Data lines
====================
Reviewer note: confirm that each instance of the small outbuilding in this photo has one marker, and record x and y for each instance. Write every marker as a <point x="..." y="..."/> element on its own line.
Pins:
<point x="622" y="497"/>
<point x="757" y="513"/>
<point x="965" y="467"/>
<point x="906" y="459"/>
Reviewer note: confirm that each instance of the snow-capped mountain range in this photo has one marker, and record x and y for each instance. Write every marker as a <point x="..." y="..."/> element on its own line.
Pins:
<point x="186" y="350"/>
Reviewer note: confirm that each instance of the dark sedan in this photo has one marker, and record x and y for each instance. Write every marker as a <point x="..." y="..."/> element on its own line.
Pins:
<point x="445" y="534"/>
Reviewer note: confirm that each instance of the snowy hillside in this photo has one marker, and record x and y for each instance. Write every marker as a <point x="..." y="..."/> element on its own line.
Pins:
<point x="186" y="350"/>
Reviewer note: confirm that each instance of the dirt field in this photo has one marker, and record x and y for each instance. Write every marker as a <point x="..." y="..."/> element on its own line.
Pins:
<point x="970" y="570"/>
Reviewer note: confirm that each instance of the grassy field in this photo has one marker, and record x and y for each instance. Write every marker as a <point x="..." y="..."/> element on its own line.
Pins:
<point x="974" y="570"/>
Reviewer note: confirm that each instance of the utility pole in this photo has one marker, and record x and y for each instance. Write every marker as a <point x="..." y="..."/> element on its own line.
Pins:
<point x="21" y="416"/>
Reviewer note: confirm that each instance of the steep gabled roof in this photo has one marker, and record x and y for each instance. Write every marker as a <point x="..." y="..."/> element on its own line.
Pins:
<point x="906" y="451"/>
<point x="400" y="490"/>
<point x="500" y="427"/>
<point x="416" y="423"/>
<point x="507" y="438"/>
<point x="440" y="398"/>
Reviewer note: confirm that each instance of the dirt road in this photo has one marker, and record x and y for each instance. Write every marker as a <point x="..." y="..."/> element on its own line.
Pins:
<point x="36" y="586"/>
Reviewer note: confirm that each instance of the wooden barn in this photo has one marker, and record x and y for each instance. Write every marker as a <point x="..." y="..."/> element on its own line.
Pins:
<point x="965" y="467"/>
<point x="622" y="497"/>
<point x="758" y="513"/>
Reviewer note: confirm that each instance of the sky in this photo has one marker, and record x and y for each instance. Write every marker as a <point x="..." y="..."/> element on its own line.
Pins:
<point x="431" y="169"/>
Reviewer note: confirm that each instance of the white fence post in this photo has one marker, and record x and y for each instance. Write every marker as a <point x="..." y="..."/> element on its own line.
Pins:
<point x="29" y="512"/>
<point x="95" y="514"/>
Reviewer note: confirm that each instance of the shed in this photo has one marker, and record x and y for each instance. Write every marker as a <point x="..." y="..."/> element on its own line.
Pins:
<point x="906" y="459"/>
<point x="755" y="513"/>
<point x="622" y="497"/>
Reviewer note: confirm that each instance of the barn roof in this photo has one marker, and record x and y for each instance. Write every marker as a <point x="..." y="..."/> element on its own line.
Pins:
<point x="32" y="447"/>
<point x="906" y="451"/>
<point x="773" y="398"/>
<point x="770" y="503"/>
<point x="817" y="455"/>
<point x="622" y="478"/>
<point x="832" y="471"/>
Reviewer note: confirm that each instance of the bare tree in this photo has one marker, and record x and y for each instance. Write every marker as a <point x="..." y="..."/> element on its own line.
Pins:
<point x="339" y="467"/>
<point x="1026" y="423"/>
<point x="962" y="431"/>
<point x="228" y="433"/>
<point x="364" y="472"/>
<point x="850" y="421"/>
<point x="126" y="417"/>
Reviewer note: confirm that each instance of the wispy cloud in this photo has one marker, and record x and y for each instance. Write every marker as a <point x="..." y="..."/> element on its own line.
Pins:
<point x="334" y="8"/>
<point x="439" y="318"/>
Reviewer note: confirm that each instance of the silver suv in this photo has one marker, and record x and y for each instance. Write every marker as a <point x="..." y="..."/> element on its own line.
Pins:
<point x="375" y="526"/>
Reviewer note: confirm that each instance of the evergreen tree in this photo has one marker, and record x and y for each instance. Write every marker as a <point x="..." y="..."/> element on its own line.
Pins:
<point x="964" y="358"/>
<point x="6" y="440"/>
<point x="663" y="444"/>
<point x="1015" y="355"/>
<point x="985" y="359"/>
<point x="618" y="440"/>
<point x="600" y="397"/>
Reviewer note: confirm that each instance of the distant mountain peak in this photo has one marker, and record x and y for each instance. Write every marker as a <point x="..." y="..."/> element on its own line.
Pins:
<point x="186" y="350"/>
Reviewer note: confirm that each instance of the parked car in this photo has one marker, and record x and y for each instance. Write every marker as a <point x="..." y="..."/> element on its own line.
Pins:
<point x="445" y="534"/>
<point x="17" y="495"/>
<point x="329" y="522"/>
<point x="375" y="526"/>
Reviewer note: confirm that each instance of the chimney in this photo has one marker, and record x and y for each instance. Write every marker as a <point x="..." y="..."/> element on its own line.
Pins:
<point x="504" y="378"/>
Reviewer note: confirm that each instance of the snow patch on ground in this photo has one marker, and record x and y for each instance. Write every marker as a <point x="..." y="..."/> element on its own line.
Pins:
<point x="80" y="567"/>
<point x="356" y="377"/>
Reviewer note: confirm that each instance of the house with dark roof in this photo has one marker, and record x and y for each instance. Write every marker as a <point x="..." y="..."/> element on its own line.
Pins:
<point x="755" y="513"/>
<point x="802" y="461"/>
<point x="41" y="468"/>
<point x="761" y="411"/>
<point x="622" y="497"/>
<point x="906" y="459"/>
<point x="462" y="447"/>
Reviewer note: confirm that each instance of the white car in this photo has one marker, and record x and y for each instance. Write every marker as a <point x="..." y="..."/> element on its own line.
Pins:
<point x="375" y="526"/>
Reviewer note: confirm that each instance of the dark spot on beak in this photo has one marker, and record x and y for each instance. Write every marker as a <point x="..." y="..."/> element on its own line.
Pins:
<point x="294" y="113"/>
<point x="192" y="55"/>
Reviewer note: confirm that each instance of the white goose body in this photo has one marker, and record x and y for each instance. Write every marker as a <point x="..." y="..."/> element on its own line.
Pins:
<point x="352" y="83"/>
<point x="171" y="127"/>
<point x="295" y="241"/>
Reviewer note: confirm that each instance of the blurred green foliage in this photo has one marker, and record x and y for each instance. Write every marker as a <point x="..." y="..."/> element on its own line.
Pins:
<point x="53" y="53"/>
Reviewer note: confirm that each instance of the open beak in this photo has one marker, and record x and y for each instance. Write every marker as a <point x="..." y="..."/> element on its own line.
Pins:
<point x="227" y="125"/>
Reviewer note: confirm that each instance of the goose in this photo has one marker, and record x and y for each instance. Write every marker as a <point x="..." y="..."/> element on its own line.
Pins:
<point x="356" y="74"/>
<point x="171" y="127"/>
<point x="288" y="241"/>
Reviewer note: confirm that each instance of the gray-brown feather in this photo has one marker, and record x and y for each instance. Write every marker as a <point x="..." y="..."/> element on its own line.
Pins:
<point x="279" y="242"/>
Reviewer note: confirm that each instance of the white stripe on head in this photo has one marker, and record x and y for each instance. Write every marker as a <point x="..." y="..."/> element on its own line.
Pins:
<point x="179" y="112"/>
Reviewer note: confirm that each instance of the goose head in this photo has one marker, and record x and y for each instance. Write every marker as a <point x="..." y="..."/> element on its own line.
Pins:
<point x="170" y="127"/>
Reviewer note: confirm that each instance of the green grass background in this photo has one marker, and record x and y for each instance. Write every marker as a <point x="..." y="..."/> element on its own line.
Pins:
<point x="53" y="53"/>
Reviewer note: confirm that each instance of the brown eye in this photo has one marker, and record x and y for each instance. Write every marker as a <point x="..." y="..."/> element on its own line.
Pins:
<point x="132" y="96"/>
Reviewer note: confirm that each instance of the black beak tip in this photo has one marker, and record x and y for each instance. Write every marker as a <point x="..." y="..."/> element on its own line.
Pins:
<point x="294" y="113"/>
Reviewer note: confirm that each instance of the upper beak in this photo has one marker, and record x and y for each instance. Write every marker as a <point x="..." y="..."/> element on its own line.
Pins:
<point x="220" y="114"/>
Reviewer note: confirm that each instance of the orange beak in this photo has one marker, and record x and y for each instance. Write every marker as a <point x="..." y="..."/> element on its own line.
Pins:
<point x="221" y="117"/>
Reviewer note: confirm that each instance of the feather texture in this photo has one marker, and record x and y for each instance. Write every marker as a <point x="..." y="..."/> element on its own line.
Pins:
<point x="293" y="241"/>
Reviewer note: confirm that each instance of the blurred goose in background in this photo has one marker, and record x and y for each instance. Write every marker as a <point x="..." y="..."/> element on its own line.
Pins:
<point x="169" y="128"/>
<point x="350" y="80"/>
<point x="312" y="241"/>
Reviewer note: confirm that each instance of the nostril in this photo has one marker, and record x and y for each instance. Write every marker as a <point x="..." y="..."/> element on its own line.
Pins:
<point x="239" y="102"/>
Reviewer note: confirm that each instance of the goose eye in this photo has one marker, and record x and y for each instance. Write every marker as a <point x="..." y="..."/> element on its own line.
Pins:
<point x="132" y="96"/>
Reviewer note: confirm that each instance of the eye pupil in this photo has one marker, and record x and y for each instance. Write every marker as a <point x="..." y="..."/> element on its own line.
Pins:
====================
- _GOAL OF THE EXERCISE_: Please lay out the records as a Markdown table with the columns Row and Line. Begin at the line that contains "Reviewer note: confirm that each instance of the goose eye", stop after the last line of the records, number each row, and skip any blank lines.

- _EXERCISE OUTPUT_:
| Row | Line |
|---|---|
| 1 | Reviewer note: confirm that each instance of the goose eye in this photo has one marker, and record x and y for each instance. Write every marker as a <point x="..." y="..."/> element on its own line. |
| 2 | Pins: |
| 3 | <point x="132" y="96"/> |
| 4 | Reviewer note: confirm that each instance of the eye pupil in this photo has one marker, and record x and y for each instance. Write every marker as a <point x="..." y="..."/> element on its own line. |
| 5 | Pins: |